**TASK BRIEF**
Pick out every line of the items below that contains the string "ledge" and copy each one.
_ _ _
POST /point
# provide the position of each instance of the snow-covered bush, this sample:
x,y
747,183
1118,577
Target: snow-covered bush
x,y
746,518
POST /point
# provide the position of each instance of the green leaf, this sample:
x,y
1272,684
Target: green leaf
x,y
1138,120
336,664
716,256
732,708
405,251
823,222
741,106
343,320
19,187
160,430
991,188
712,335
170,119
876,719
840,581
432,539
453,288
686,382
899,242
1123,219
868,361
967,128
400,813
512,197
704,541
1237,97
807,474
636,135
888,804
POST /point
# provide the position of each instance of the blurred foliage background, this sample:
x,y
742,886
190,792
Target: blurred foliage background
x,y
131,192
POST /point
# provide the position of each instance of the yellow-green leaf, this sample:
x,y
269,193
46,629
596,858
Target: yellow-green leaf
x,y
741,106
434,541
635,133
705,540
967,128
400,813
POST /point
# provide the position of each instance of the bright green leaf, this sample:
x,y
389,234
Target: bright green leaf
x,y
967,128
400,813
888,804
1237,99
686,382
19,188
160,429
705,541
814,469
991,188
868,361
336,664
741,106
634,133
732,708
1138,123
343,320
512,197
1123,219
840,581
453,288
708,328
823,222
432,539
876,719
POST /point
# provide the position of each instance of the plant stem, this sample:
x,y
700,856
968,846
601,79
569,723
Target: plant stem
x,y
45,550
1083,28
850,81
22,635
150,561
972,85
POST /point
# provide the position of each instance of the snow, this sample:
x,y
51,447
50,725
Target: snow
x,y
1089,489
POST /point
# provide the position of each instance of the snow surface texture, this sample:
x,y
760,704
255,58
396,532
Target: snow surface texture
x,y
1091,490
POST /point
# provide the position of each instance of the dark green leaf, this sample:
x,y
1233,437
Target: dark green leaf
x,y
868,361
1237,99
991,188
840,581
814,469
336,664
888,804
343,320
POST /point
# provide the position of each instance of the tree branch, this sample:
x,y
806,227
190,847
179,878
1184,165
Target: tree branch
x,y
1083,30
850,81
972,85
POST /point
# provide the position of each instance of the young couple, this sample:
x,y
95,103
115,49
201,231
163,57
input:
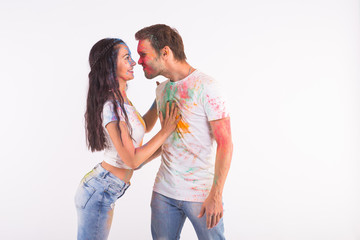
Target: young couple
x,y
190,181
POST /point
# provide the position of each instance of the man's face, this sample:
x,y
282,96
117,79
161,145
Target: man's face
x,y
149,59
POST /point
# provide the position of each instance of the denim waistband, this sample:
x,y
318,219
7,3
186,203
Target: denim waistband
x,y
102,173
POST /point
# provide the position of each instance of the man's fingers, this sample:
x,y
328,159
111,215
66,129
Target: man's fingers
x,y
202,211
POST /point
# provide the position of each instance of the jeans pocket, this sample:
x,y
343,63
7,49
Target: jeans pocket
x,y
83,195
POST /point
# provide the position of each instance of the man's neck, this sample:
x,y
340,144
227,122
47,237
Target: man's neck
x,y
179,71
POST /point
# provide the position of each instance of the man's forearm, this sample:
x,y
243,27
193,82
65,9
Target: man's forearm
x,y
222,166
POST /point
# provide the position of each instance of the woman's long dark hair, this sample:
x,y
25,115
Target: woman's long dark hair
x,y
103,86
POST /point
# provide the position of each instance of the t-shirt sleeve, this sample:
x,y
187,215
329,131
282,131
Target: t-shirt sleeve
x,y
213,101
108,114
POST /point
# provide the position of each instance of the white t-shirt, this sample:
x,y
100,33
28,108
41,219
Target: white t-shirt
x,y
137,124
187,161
_ _ _
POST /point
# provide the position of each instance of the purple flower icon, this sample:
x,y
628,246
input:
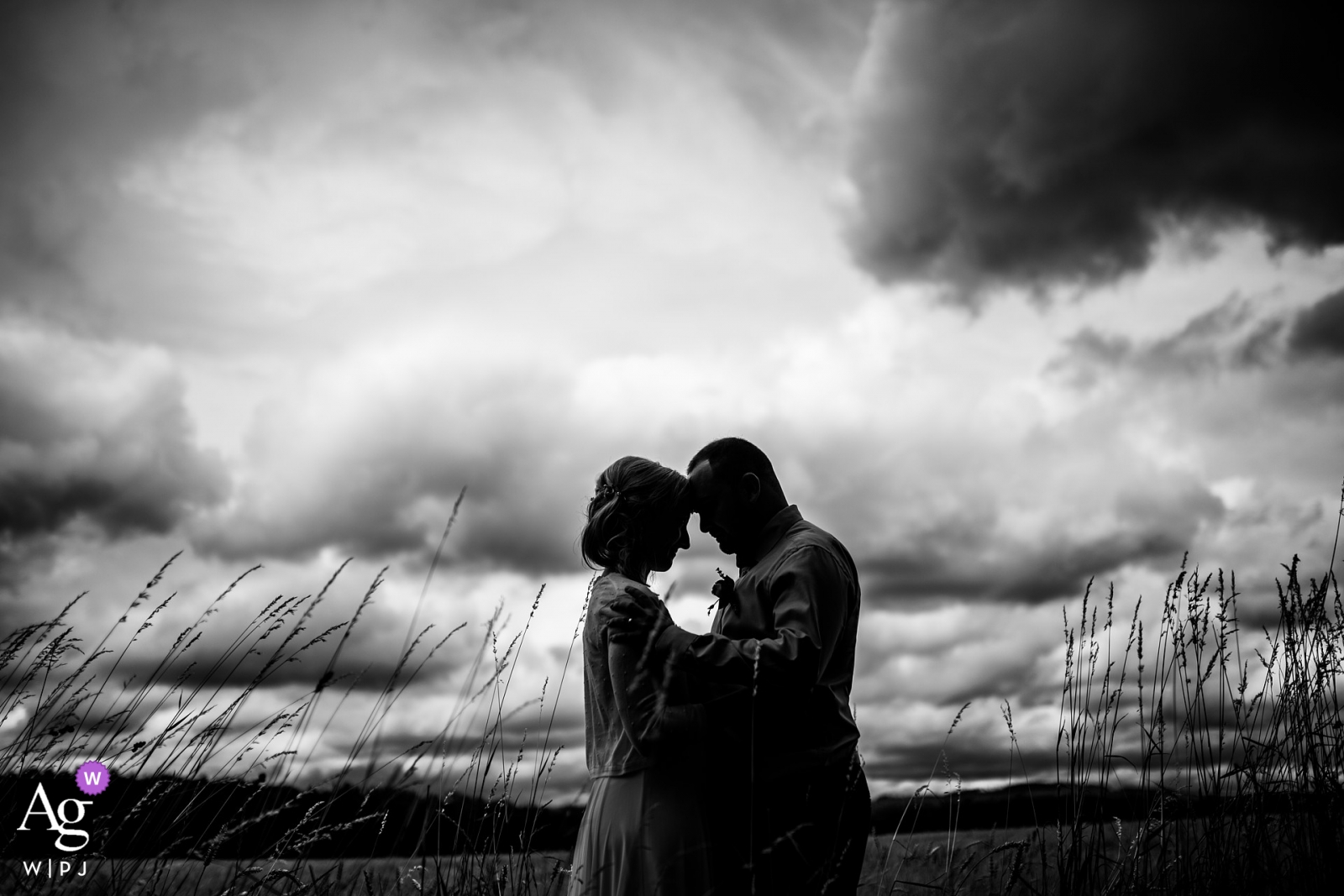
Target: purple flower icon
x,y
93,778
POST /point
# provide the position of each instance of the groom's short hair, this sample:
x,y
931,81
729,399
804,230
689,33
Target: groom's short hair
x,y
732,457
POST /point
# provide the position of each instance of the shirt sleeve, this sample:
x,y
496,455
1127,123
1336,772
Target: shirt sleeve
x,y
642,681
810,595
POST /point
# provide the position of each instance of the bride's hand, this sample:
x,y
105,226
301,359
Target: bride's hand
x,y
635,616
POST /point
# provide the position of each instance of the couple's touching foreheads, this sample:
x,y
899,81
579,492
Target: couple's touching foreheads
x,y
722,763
_ _ _
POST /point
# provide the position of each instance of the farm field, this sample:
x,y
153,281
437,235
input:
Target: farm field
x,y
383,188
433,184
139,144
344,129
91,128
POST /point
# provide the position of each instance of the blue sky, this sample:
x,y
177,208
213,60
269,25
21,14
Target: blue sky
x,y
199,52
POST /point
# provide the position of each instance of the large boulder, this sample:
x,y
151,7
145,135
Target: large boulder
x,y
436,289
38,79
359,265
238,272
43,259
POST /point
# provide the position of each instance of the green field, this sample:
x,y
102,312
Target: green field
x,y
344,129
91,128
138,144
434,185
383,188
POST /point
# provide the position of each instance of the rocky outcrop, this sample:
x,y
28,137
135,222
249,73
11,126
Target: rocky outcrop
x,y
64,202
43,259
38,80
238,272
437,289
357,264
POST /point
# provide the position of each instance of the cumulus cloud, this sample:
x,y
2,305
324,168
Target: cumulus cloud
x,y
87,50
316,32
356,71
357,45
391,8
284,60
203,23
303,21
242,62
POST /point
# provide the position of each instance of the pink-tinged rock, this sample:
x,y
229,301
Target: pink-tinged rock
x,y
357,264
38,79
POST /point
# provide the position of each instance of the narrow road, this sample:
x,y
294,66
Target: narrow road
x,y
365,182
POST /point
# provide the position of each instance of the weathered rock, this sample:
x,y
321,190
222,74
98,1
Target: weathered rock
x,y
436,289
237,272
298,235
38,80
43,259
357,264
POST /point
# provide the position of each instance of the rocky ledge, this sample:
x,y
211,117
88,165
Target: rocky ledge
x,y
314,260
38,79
_ _ _
**FINAL RESULT**
# provide the position of each instance of the rocky ledge, this sample:
Target: rocky ledge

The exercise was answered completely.